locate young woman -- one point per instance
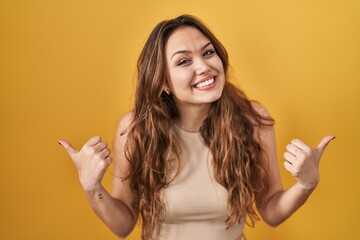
(195, 154)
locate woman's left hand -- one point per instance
(302, 161)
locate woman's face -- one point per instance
(196, 71)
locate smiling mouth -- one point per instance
(205, 83)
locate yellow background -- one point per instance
(67, 71)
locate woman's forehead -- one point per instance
(186, 38)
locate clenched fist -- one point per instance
(302, 161)
(91, 161)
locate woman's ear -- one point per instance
(166, 90)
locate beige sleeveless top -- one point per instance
(196, 205)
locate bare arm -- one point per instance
(302, 162)
(114, 209)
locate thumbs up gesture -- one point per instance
(302, 161)
(91, 161)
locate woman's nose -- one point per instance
(202, 67)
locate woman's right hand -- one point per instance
(91, 161)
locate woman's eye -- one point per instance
(209, 53)
(183, 62)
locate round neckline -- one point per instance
(185, 132)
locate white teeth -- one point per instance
(205, 83)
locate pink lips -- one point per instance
(206, 83)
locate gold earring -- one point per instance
(167, 91)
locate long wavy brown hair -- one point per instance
(228, 131)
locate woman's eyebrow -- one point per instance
(188, 51)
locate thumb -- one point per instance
(324, 142)
(69, 148)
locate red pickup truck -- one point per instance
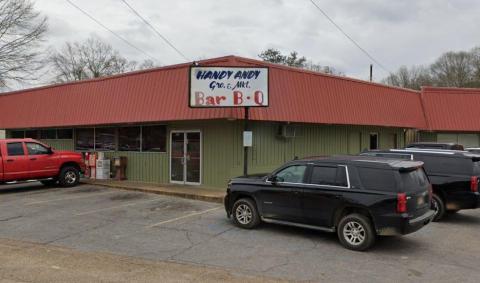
(28, 159)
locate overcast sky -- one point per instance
(395, 32)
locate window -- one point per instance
(292, 174)
(15, 149)
(129, 139)
(65, 134)
(105, 139)
(48, 134)
(414, 180)
(36, 149)
(373, 141)
(84, 139)
(32, 134)
(154, 138)
(377, 179)
(331, 176)
(17, 134)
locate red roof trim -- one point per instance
(160, 94)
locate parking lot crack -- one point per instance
(11, 218)
(79, 232)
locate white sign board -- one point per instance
(228, 87)
(247, 138)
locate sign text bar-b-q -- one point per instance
(228, 87)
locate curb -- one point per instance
(214, 199)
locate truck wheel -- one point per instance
(439, 207)
(245, 213)
(49, 183)
(69, 176)
(355, 232)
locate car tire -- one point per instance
(49, 183)
(245, 214)
(439, 207)
(69, 176)
(355, 232)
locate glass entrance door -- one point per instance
(185, 157)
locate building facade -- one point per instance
(452, 115)
(145, 116)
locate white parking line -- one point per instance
(185, 216)
(69, 198)
(115, 207)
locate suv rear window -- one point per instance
(329, 175)
(414, 180)
(377, 179)
(446, 165)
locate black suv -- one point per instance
(359, 197)
(453, 174)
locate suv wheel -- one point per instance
(245, 214)
(69, 176)
(438, 206)
(355, 232)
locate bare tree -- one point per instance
(90, 59)
(275, 56)
(21, 32)
(294, 60)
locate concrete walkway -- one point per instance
(190, 192)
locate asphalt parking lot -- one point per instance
(162, 228)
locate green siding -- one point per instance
(465, 139)
(222, 150)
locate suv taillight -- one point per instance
(401, 202)
(474, 184)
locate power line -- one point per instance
(350, 38)
(155, 30)
(111, 31)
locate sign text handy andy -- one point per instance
(228, 87)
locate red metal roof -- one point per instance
(161, 95)
(451, 109)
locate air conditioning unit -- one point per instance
(286, 131)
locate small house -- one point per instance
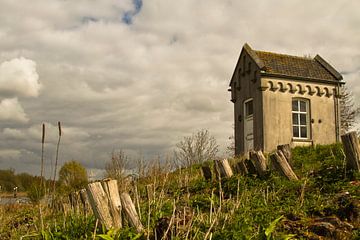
(283, 99)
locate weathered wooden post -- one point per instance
(241, 168)
(259, 161)
(100, 204)
(85, 201)
(352, 151)
(286, 150)
(206, 171)
(224, 168)
(130, 211)
(112, 191)
(280, 163)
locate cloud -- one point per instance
(13, 133)
(143, 86)
(19, 77)
(11, 110)
(128, 15)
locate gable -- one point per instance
(287, 66)
(293, 66)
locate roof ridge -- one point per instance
(284, 54)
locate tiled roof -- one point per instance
(287, 65)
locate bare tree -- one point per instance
(197, 148)
(116, 167)
(348, 111)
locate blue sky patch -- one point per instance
(128, 15)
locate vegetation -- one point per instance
(348, 110)
(72, 176)
(183, 205)
(197, 148)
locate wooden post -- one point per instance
(129, 209)
(112, 191)
(352, 151)
(286, 150)
(280, 163)
(224, 168)
(100, 204)
(259, 161)
(206, 172)
(85, 201)
(241, 168)
(250, 166)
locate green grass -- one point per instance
(240, 207)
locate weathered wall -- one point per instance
(246, 84)
(277, 106)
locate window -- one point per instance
(249, 109)
(300, 118)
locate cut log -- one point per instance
(286, 150)
(112, 191)
(224, 168)
(250, 166)
(85, 201)
(206, 172)
(279, 161)
(259, 161)
(130, 212)
(352, 151)
(100, 204)
(240, 168)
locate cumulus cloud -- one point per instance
(139, 75)
(19, 77)
(12, 111)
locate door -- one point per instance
(248, 125)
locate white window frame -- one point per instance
(298, 114)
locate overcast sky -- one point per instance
(139, 75)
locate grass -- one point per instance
(182, 205)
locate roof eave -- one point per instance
(276, 75)
(328, 67)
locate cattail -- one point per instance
(42, 151)
(59, 125)
(57, 156)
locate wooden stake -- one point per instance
(352, 151)
(206, 172)
(279, 161)
(224, 168)
(286, 150)
(100, 204)
(259, 161)
(112, 191)
(241, 168)
(130, 211)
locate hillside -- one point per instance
(323, 204)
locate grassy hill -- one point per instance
(323, 204)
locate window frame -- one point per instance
(299, 113)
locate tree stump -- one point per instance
(250, 166)
(85, 201)
(280, 163)
(259, 161)
(241, 168)
(112, 191)
(130, 211)
(286, 150)
(352, 151)
(100, 204)
(206, 171)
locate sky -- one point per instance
(139, 75)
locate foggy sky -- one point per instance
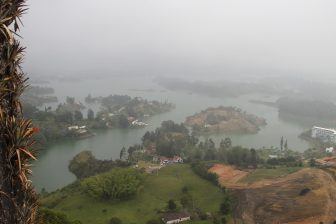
(182, 38)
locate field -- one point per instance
(152, 198)
(262, 174)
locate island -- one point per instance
(229, 120)
(123, 111)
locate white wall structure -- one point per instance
(324, 134)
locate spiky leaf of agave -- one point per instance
(18, 200)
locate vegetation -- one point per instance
(85, 165)
(46, 216)
(119, 111)
(18, 201)
(224, 119)
(37, 96)
(116, 184)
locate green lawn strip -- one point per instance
(153, 197)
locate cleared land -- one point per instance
(152, 198)
(283, 195)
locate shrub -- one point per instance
(115, 220)
(117, 184)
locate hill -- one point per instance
(294, 196)
(226, 120)
(152, 198)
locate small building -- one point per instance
(166, 160)
(171, 218)
(273, 156)
(71, 128)
(324, 134)
(329, 150)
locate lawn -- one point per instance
(152, 198)
(261, 174)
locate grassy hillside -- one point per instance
(152, 198)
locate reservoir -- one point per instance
(51, 169)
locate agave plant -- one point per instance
(18, 200)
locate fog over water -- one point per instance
(113, 46)
(189, 38)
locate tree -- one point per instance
(312, 162)
(78, 116)
(225, 206)
(186, 200)
(172, 205)
(70, 100)
(50, 217)
(115, 220)
(153, 221)
(254, 158)
(90, 115)
(286, 145)
(227, 142)
(122, 153)
(18, 200)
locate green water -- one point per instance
(51, 170)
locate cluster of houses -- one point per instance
(327, 162)
(324, 134)
(177, 217)
(137, 123)
(80, 131)
(163, 161)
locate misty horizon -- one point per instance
(180, 38)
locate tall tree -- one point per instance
(18, 200)
(90, 115)
(286, 145)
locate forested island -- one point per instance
(123, 111)
(39, 95)
(173, 172)
(226, 120)
(73, 120)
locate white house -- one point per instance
(324, 134)
(330, 150)
(171, 218)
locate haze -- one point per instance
(191, 38)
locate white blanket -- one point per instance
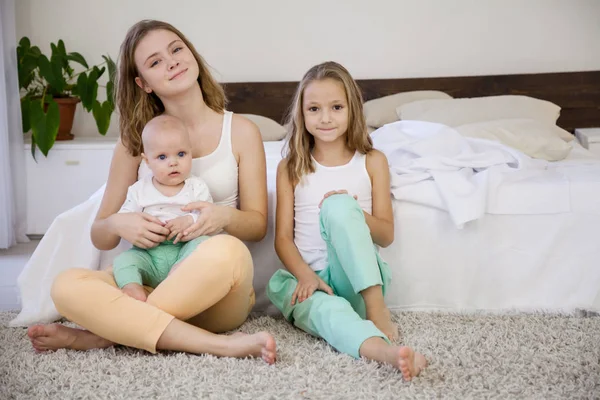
(432, 164)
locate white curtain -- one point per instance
(12, 163)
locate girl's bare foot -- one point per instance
(403, 358)
(260, 344)
(135, 290)
(382, 318)
(57, 336)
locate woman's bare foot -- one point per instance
(382, 318)
(57, 336)
(260, 344)
(408, 361)
(403, 358)
(135, 290)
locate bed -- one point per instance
(545, 260)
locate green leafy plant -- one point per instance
(44, 79)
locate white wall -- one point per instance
(277, 40)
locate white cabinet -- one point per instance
(72, 172)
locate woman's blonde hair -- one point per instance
(301, 142)
(136, 107)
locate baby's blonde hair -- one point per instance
(301, 142)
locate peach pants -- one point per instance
(211, 289)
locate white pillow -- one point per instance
(455, 112)
(270, 130)
(534, 138)
(381, 111)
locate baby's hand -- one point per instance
(177, 226)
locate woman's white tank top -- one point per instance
(352, 177)
(219, 169)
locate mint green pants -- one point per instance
(353, 265)
(150, 267)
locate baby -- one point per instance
(168, 154)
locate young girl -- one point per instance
(333, 203)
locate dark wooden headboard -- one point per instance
(577, 93)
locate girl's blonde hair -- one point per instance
(136, 107)
(301, 142)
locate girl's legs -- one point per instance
(333, 319)
(356, 271)
(219, 269)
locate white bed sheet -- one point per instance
(498, 262)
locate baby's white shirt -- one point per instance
(143, 196)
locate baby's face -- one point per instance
(169, 155)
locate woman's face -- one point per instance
(166, 65)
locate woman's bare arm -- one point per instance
(122, 174)
(250, 221)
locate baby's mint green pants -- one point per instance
(150, 267)
(353, 265)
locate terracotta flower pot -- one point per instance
(66, 108)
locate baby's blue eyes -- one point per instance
(337, 107)
(164, 157)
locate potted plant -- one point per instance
(52, 89)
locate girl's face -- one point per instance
(325, 110)
(166, 65)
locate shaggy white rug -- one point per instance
(541, 356)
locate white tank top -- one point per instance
(219, 169)
(352, 177)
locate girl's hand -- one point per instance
(139, 229)
(212, 219)
(331, 193)
(177, 225)
(307, 286)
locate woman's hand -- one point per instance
(139, 229)
(306, 287)
(176, 226)
(331, 193)
(212, 219)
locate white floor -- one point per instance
(12, 262)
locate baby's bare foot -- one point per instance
(260, 344)
(56, 336)
(382, 318)
(135, 290)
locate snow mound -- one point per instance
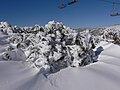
(52, 47)
(102, 75)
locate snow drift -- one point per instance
(42, 58)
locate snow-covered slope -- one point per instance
(102, 75)
(30, 59)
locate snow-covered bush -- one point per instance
(52, 47)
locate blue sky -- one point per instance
(86, 13)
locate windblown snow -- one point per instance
(56, 57)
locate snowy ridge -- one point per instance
(51, 47)
(30, 56)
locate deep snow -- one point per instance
(17, 74)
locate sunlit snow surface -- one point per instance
(102, 75)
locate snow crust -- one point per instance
(26, 65)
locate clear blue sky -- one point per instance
(86, 13)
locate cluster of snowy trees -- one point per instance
(52, 47)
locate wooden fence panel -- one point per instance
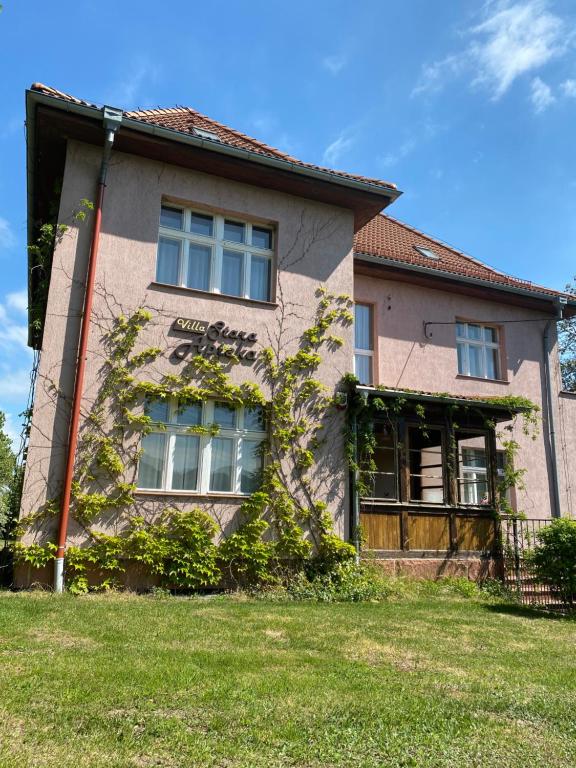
(382, 531)
(475, 534)
(430, 532)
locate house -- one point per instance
(203, 275)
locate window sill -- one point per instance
(193, 494)
(209, 295)
(480, 378)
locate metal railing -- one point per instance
(518, 537)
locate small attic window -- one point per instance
(203, 134)
(427, 252)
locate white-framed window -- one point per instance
(363, 343)
(478, 350)
(214, 253)
(176, 458)
(473, 475)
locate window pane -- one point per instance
(251, 469)
(200, 257)
(151, 464)
(234, 231)
(426, 465)
(254, 419)
(170, 217)
(261, 238)
(363, 368)
(474, 457)
(474, 331)
(232, 273)
(224, 416)
(201, 224)
(491, 363)
(260, 278)
(157, 410)
(190, 415)
(222, 464)
(362, 326)
(185, 463)
(384, 478)
(168, 262)
(475, 360)
(462, 359)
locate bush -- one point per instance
(347, 582)
(553, 559)
(332, 552)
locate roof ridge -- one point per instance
(465, 255)
(229, 135)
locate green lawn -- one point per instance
(141, 681)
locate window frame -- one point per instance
(217, 244)
(466, 342)
(361, 352)
(239, 435)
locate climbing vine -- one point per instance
(363, 413)
(282, 523)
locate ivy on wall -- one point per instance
(283, 522)
(361, 441)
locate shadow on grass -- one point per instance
(532, 611)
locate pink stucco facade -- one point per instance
(313, 247)
(408, 359)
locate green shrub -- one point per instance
(332, 552)
(553, 559)
(347, 582)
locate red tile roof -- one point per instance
(185, 120)
(393, 240)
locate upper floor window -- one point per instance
(363, 343)
(478, 350)
(177, 456)
(210, 252)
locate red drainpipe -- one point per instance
(112, 119)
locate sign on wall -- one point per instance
(213, 339)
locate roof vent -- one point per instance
(203, 134)
(427, 252)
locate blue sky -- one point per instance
(469, 107)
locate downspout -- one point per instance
(556, 509)
(112, 118)
(355, 505)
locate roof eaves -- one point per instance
(534, 292)
(70, 104)
(441, 397)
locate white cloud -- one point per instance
(541, 95)
(334, 64)
(131, 89)
(7, 239)
(514, 38)
(422, 133)
(339, 147)
(392, 158)
(18, 301)
(568, 88)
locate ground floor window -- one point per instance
(175, 457)
(430, 464)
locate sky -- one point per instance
(468, 106)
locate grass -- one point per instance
(428, 680)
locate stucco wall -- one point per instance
(313, 247)
(406, 358)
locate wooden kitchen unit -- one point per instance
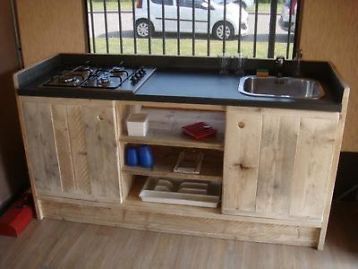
(277, 167)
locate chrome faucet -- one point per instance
(279, 65)
(298, 58)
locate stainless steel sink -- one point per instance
(284, 87)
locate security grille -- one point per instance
(257, 29)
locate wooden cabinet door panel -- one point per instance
(41, 149)
(241, 160)
(277, 163)
(277, 156)
(313, 163)
(73, 148)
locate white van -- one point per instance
(144, 26)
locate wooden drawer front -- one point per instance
(277, 164)
(73, 149)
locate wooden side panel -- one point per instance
(241, 160)
(312, 168)
(278, 149)
(63, 145)
(41, 146)
(101, 148)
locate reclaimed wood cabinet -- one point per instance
(277, 167)
(72, 147)
(277, 162)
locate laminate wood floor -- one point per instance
(61, 244)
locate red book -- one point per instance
(199, 130)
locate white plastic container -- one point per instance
(137, 124)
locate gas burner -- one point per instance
(119, 71)
(117, 77)
(73, 80)
(103, 81)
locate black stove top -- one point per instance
(117, 77)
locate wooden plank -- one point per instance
(31, 169)
(241, 160)
(101, 148)
(316, 141)
(77, 131)
(334, 167)
(123, 216)
(63, 145)
(182, 106)
(278, 149)
(41, 146)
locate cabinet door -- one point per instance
(277, 163)
(41, 147)
(81, 147)
(241, 161)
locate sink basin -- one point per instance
(284, 87)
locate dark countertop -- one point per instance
(214, 88)
(184, 85)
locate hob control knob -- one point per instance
(142, 71)
(134, 80)
(138, 75)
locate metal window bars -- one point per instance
(167, 20)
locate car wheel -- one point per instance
(143, 28)
(218, 31)
(244, 6)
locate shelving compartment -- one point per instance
(181, 192)
(165, 159)
(165, 127)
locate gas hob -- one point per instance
(118, 77)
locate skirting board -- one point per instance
(126, 217)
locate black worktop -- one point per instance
(184, 80)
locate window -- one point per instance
(166, 2)
(189, 3)
(256, 29)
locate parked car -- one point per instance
(284, 20)
(145, 25)
(245, 3)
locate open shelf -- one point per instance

GIVEN EXERCISE: Render every line of the data from the one containing "locate shelving compartment" down to the end as a JSON list of strings, one string per line, leaving out blank lines.

RESULT OF THIS TASK:
[
  "locate shelving compartment -- one point per instance",
  "(181, 192)",
  "(165, 159)",
  "(165, 127)",
  "locate gas hob -- one point per instance",
  "(118, 77)",
  "locate skirting board -- one point per instance",
  "(126, 217)",
  "locate black worktop -- one point per instance",
  "(184, 80)",
  "locate window -- one point per instance",
  "(166, 2)",
  "(189, 3)",
  "(256, 29)",
  "locate parked car -- one point per instance",
  "(284, 20)",
  "(145, 25)",
  "(245, 3)",
  "locate open shelf -- one point per instance"
]